**Aim of the task**. Reproduce the passage of the SB 987 press release from "Senate Bill 987, a" to "expertise and resources.", word for word.

Senate Bill 987, a measure authored by Senator Anthony J. Portantino (D – Burbank) that provides access to lifesaving cancer treatments, was signed into law by Governor Newsom. SB 987 aims to address significant disparities in cancer patient access by expanding Medi-Cal patient eligibility for necessary clinical expertise and resources.
“I am grateful to Governor Newsom for signing this life-saving proposal into law,” stated Senator Portantino. “With advances in cancer science and more effective treatments, it is critical that we ensure all cancer patients have access to new science and technology that can improve health outcomes for patients and their families. SB 987 provides a more equitable model of health care for cancer patients that will help save lives.”
The CDC lists cancer as the second-leading cause of death in California. More than 187,000 Californians are diagnosed with cancer every year, and thousands of them will be misdiagnosed or placed on inappropriate or ineffective treatment.
SB 987, the California Cancer Care Equity Act, aims to improve cancer care access, cancer survival, and patient experience by enhancing Medi-Cal patient access to necessary clinical expertise and resources at NCI-Designated Comprehensive Cancer Centers. The bill parallels the current Medi-Cal coverage model that allows Medi-Cal beneficiaries to have access to certain life-saving care services at a Center of Excellence, even if that center is not included in the member’s provider network. Specifically, SB 987 expands the existing set of care diagnoses for which such enhanced access is provided and includes clinically necessary cancer care services such as genomic/genetic/transcriptomic/proteomic testing, clinical trials participation, and all necessary cancer-related outpatient and inpatient clinical care, defined episode of care.
SB 987 requires Medi-Cal managed care providers to inform enrollees of their eligibility to receive enhanced care and ensures primary care doctors in contract with those managed care providers inform enrollees with any information they need to decide between relevant treatment options. The bill also requires that decisions to approve, deny, or modify a patient’s request for optimal care are made within a 72-hour time window to shorten the window between diagnosis and treatment.
“This legislation will make optimal cancer care available to more patients and families in California,” said Robert Stone, CEO of City of Hope and the Helen and Morgan Chu Chief Executive Officer Distinguished Chair. “Governor Newsom is showing the nation how we create a more equitable cancer ecosystem that works better for patients and expands access to lifesaving, leading-edge treatments for those from historically underserved communities. On behalf of cancer patients and their families, we are grateful for Senator Portantino’s leadership on this legislation and look forward to exploring additional solutions to removing unnecessary barriers that keep cancer patients from achieving improved health outcomes.”

**The data**.

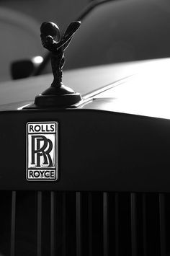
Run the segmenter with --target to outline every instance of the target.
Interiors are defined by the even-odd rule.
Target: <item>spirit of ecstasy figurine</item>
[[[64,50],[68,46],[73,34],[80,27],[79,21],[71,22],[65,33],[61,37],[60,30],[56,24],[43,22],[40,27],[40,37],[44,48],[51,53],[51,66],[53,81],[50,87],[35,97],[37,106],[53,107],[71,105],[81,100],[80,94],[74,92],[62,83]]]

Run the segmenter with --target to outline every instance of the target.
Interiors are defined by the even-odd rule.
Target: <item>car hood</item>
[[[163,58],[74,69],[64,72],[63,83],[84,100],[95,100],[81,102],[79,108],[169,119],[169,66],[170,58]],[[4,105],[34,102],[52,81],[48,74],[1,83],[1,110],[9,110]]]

...

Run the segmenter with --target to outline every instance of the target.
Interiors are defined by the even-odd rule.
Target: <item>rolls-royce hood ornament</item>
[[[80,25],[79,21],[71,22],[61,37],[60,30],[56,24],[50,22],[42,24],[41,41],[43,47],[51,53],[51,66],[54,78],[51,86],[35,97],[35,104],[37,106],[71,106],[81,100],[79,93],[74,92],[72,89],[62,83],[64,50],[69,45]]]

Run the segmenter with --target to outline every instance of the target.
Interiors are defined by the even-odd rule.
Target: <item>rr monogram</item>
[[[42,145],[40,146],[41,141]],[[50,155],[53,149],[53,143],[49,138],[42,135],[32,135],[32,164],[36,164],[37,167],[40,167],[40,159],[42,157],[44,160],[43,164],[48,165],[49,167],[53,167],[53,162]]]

**Result for this exercise**.
Senate Bill 987, a measure authored by Senator Anthony J. Portantino (D – Burbank) that provides access to lifesaving cancer treatments, was signed into law by Governor Newsom. SB 987 aims to address significant disparities in cancer patient access by expanding Medi-Cal patient eligibility for necessary clinical expertise and resources.